Debt-Ridden Teva Considers Cutting Up to 10,000 Jobs

Teva may be passing out more pink slips as the company looks to cut up to 10,000 jobs in order to save up to $2B in costs over the next two years.

Beleaguered Teva Pharmaceuticals may be passing out more pink slips as the company looks to cut up to 10,000 jobs in order to save up to $2 billion in costs over the next two years.

Teva has been battling a debt burden of nearly $35 billion. Citing Israel business publication Calcalist, Bloomberg reported that the job cuts could come in as short a time as a few days. The job cuts could be as much as 25 percent of its workforce in Israel, Bloomberg reported. Bloomberg was quick to note that the information about the number of cuts is speculative. A Teva spokesperson did not provide comment on the alleged cuts. A spokesman for Israel’s labor union told Bloomberg “that there is no plan or numbers at this stage.” The union spokesman added that if Teva takes any action it will be done through discussion with the union.

• WHAT YOU HAVE TO DO
Repeat word for word the stretch of the article on Teva's job cuts from "Debt-Ridden Teva Considers" through "to $2B in costs over the next two years.". You won't need the rows that come after the article on Teva's job cuts.

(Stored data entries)
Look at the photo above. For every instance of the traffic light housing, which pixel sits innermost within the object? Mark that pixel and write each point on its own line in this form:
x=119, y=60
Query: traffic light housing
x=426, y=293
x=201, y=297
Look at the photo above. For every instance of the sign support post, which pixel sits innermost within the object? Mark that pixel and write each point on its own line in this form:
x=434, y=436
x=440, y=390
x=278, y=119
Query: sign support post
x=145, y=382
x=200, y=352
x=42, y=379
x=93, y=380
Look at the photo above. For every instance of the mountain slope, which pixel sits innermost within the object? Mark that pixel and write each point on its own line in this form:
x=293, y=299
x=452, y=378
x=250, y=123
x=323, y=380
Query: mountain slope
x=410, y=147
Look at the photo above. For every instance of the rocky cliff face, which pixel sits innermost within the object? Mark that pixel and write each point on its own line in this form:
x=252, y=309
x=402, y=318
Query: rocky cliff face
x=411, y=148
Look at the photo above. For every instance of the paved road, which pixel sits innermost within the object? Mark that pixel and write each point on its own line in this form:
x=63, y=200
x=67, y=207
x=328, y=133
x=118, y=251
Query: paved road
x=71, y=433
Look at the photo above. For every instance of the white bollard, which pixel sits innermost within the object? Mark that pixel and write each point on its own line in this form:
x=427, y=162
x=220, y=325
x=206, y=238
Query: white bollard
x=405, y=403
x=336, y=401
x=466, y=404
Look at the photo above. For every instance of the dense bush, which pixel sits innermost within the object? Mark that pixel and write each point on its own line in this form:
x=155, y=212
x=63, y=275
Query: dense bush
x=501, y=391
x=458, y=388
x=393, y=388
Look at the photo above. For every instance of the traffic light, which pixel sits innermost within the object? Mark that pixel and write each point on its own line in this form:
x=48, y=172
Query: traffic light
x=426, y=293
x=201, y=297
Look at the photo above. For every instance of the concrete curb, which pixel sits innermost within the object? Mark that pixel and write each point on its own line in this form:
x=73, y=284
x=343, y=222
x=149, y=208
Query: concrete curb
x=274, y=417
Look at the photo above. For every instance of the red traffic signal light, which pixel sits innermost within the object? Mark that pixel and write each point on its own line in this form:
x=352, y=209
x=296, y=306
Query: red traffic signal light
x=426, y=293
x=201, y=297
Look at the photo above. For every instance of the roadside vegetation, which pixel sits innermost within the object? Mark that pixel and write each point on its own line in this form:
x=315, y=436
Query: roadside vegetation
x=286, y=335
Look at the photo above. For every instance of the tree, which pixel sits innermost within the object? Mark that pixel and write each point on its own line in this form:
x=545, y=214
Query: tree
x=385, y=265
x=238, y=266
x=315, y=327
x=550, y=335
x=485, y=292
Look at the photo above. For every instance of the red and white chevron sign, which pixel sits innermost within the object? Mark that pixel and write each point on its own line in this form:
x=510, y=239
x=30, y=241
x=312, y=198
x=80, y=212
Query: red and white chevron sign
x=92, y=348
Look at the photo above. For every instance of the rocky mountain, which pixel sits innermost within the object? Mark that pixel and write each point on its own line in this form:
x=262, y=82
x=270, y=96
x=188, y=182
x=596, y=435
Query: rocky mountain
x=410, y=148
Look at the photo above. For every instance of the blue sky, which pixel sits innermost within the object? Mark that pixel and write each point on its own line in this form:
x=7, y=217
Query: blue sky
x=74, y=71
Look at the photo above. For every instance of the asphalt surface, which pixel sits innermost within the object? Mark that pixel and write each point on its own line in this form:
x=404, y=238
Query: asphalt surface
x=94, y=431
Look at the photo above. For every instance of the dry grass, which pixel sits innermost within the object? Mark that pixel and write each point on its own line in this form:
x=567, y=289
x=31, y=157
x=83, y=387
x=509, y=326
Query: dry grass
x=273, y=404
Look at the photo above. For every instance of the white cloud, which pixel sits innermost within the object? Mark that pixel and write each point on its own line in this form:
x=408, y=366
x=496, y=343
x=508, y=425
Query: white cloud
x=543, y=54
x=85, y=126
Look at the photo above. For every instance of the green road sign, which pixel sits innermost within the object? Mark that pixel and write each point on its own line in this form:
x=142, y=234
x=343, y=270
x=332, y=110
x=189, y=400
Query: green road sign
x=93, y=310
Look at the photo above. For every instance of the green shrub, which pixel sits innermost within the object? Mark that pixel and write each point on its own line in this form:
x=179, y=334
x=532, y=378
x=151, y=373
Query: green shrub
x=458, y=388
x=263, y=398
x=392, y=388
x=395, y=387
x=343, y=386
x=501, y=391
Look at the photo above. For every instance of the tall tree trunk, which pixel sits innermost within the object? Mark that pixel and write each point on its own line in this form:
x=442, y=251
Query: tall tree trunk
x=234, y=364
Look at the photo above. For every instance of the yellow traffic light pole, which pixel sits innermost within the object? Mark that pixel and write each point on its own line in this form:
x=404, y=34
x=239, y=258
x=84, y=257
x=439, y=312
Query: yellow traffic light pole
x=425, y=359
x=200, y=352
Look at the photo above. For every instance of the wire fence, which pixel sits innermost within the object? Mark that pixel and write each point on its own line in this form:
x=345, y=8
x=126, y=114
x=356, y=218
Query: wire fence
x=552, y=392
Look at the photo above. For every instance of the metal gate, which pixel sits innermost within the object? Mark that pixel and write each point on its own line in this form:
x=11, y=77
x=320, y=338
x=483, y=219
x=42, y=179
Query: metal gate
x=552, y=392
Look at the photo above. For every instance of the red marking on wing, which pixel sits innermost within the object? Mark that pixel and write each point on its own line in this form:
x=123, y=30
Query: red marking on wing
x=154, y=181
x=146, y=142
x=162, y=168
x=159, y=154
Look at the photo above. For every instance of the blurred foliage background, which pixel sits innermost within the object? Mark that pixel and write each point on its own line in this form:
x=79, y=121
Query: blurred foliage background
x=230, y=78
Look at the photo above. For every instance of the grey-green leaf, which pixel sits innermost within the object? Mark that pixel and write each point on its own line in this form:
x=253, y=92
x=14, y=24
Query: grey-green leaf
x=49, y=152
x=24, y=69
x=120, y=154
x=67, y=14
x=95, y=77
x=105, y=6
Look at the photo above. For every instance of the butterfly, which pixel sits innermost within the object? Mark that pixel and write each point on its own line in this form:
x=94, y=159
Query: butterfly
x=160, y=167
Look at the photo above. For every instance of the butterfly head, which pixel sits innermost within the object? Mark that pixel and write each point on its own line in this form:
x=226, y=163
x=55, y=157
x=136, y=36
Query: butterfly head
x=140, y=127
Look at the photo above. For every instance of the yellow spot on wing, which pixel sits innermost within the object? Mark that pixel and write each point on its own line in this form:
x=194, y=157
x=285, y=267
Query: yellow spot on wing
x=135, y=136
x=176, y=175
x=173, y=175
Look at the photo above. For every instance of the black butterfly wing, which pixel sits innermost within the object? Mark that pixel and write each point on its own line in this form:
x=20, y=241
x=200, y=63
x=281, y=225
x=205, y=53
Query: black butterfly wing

• YOUR RESPONSE
Debt-Ridden Teva Considers Cutting Up to 10,000 Jobs

Teva may be passing out more pink slips as the company looks to cut up to 10,000 jobs in order to save up to $2B in costs over the next two years.